#### Given passage

Individual Assignment

Due Date: 15/07/2023

You are given monthly inflation rate data for Somaliland from December 2012 to February 2023. Your task is to select the most appropriate time series model from a set of models including SARIMA, SETAR, ETS, BATS, WARIMA, TBATS, ARFIMA, and Theta models. Answer the following 20 questions:

1. Load the data into R software
2. Select the variable of interest from the dataset.
3. Compute descriptive statistics of the variable, including measures of central tendency and dispersion.
4. Check for missing values in the dataset.
5. Determine whether the selected variable is a time series data or not.
6. Convert the selected variable into a time series data format in R software.
7. Plot the time series data to visualize the pattern of inflation rate over time.
8. Decompose the time series data into trend, seasonal, and residual components using both additive and multiplicative models.
9. Check the stationarity of the data using the Augmented Dickey-Fuller (ADF) and Phillips-Perron (PP) tests.
10. Difference the time series data to make it stationary.
11. Check the stationarity of the differenced time series data using the ADF and PP tests.
12. Check the number of differencing in the data set.

#### Supplied data
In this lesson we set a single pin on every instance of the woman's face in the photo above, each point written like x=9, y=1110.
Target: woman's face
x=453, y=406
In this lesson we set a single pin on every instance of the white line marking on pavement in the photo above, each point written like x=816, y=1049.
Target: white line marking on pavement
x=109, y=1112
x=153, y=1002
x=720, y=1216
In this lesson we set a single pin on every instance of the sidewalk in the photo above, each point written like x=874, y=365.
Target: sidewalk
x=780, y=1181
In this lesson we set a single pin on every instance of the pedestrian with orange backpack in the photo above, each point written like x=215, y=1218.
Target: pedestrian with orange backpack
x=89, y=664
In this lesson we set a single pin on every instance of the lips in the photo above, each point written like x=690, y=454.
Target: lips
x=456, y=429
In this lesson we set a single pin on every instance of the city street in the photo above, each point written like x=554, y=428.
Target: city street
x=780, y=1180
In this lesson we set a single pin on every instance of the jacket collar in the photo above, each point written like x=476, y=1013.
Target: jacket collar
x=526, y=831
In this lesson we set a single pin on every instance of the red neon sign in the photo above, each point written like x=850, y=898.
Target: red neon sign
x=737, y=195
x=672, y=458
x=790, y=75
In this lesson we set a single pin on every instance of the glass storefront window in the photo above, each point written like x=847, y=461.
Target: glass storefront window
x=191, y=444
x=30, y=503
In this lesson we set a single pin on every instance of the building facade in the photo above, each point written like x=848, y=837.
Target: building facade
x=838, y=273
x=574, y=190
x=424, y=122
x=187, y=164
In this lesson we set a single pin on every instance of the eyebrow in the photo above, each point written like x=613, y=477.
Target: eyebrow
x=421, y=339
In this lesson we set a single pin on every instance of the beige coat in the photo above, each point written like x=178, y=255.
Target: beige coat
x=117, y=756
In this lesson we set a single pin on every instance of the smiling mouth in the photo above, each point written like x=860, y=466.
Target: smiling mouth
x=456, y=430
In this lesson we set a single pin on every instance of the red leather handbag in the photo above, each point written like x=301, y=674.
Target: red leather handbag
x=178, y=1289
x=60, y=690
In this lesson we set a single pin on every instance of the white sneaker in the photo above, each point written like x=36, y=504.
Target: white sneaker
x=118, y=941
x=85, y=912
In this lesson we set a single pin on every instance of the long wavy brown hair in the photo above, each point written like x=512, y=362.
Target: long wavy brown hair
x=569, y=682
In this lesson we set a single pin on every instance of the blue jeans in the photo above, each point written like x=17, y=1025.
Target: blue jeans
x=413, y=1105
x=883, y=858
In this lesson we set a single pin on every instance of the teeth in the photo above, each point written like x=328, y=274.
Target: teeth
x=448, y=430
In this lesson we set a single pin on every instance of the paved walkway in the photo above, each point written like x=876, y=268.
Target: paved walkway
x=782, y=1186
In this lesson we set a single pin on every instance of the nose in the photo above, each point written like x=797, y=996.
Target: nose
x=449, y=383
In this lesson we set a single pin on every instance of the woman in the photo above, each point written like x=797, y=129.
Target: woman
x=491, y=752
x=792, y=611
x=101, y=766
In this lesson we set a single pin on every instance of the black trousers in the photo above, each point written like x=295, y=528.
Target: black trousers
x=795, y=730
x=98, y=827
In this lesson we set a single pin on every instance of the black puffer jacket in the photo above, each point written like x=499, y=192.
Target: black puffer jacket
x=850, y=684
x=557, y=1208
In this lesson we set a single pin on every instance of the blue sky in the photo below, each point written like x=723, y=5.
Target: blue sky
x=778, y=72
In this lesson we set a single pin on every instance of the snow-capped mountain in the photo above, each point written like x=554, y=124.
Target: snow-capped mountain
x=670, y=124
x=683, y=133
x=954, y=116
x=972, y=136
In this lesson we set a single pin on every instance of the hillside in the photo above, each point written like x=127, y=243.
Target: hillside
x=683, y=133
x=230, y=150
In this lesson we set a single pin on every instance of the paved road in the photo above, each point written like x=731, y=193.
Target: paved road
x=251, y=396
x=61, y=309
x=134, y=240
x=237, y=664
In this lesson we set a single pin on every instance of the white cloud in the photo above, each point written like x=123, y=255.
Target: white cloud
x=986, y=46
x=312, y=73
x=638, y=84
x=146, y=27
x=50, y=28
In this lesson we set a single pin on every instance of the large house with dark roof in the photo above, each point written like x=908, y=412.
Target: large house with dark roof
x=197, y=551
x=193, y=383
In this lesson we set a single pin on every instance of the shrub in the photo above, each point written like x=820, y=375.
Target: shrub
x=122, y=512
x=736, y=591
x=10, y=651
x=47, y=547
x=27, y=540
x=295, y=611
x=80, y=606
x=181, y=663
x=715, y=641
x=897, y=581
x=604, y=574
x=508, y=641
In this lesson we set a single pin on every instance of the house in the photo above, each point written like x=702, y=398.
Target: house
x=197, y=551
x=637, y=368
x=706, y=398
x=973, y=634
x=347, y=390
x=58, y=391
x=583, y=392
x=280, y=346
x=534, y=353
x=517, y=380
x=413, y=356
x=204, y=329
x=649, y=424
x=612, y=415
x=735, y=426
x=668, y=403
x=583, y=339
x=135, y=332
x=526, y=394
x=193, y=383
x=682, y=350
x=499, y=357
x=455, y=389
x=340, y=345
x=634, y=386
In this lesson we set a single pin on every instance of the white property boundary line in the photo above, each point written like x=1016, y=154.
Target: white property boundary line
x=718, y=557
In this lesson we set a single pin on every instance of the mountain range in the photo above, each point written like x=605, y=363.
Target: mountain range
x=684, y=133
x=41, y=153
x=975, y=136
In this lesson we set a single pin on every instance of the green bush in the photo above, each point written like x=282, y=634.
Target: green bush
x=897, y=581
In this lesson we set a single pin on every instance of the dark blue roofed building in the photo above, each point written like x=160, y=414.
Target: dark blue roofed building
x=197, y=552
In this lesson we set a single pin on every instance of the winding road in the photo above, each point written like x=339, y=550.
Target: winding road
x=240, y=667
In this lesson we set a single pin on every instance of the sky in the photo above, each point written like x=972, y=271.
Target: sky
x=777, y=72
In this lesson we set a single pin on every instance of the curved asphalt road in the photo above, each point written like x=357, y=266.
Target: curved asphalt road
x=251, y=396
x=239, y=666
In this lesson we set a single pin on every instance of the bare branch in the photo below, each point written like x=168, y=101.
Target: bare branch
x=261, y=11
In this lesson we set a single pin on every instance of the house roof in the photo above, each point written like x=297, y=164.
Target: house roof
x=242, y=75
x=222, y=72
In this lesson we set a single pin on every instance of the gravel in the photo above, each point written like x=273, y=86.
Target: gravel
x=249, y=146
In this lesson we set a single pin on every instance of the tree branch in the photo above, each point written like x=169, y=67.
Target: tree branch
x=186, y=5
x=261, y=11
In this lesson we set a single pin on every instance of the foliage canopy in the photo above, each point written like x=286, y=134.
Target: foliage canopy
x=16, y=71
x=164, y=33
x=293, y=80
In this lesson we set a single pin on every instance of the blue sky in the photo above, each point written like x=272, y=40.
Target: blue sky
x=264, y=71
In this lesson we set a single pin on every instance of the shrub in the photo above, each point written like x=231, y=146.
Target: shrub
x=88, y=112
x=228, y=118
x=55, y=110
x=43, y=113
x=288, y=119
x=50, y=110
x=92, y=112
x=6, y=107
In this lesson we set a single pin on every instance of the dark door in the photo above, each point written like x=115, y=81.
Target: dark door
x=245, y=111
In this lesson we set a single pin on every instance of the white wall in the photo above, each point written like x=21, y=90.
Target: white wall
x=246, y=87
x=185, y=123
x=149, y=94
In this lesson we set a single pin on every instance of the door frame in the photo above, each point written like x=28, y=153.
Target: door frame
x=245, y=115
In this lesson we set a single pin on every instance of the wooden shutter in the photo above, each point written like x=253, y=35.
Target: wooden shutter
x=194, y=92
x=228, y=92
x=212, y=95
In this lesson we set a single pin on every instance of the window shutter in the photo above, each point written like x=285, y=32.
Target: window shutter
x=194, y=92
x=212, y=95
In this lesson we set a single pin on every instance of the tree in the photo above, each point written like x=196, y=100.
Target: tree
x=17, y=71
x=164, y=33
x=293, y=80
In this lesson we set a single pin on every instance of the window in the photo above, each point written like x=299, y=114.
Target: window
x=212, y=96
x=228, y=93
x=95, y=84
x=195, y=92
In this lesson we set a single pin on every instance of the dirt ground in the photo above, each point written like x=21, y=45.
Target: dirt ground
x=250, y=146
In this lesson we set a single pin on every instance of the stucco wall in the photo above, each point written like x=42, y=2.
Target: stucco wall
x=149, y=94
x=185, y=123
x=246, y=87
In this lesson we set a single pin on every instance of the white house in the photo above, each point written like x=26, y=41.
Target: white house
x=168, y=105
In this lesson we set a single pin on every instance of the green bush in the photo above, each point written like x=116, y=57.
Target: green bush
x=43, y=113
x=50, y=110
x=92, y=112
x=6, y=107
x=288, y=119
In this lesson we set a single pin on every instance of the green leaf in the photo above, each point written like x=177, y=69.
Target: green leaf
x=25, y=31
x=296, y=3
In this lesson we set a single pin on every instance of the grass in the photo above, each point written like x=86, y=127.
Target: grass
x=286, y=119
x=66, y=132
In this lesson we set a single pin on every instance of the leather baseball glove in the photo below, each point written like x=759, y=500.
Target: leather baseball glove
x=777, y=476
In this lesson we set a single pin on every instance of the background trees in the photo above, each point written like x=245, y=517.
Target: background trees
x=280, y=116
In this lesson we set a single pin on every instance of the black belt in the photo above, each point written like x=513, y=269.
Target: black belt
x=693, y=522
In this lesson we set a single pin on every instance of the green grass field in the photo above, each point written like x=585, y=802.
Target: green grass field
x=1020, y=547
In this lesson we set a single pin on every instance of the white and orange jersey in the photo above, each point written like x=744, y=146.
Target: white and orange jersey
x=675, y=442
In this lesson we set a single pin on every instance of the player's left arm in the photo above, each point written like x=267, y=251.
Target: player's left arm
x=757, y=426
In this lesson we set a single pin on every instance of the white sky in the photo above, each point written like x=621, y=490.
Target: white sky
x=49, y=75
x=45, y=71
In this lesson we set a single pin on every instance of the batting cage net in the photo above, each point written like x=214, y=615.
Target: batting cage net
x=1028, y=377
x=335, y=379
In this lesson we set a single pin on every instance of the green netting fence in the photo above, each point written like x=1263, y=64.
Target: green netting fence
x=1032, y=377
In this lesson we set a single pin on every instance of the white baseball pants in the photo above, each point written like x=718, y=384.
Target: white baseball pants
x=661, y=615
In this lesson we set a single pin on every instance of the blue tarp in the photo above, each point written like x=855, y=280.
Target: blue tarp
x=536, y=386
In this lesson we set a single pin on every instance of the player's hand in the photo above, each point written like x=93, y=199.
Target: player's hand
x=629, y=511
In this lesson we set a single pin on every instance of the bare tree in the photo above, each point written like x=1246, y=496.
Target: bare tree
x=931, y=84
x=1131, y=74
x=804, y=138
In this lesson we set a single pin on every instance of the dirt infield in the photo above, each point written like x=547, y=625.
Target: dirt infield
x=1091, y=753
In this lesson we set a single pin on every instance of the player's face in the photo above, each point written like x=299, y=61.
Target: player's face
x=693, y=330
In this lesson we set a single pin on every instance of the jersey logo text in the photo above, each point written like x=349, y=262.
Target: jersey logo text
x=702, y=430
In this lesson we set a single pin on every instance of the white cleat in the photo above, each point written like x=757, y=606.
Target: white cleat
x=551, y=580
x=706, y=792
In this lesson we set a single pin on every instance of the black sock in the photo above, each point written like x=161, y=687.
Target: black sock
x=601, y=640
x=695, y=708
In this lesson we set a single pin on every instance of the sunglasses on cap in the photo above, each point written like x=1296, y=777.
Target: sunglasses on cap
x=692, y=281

#### Instruction 1
Copy from the time series assignment the stretch from "7. Plot the" through "and PP tests.".
#### Instruction 2
Answer these questions using the time series assignment:
(a) What period does the inflation data cover?
(b) Which two tests are named for checking stationarity?
(c) What is the due date?
#### Instruction 3
Pick up the time series assignment after its last numbered item and keep writing it.
None of the entries is needed for this work.

#### Task response 1
7. Plot the time series data to visualize the pattern of inflation rate over time.
8. Decompose the time series data into trend, seasonal, and residual components using both additive and multiplicative models.
9. Check the stationarity of the data using the Augmented Dickey-Fuller (ADF) and Phillips-Perron (PP) tests.
10. Difference the time series data to make it stationary.
11. Check the stationarity of the differenced time series data using the ADF and PP tests.

#### Task response 2
(a) December 2012 to February 2023
(b) The Augmented Dickey-Fuller (ADF) test and the Phillips-Perron (PP) test
(c) 15/07/2023

#### Task response 3
13. Identify the values of the p, d, and q
14. Model the stationary time series data using ARIMA model based on your values in question (m)
15. Model the stationary time series data using the auto.arima function in R software.
16. Model the stationary time series data using other competitive models, such as SETAR, ETS, BATS, WARIMA, TBATS, ARFIMA, and Theta models, in R software.
17. Compare the models using information criteria, such as AIC, BIC, and HQ.
18. Forecast the inflation rate data using the auto.arima function and other competitive models in R software.
19. Compare the forecasting accuracy of the models using metrics such as RMSE, MAE, and FPE.
20. Conclude and provide interpretations based on your model selection and forecasting results.

Note: You are required to show all your R code and output for each question, and clearly explain your decisions and interpretations.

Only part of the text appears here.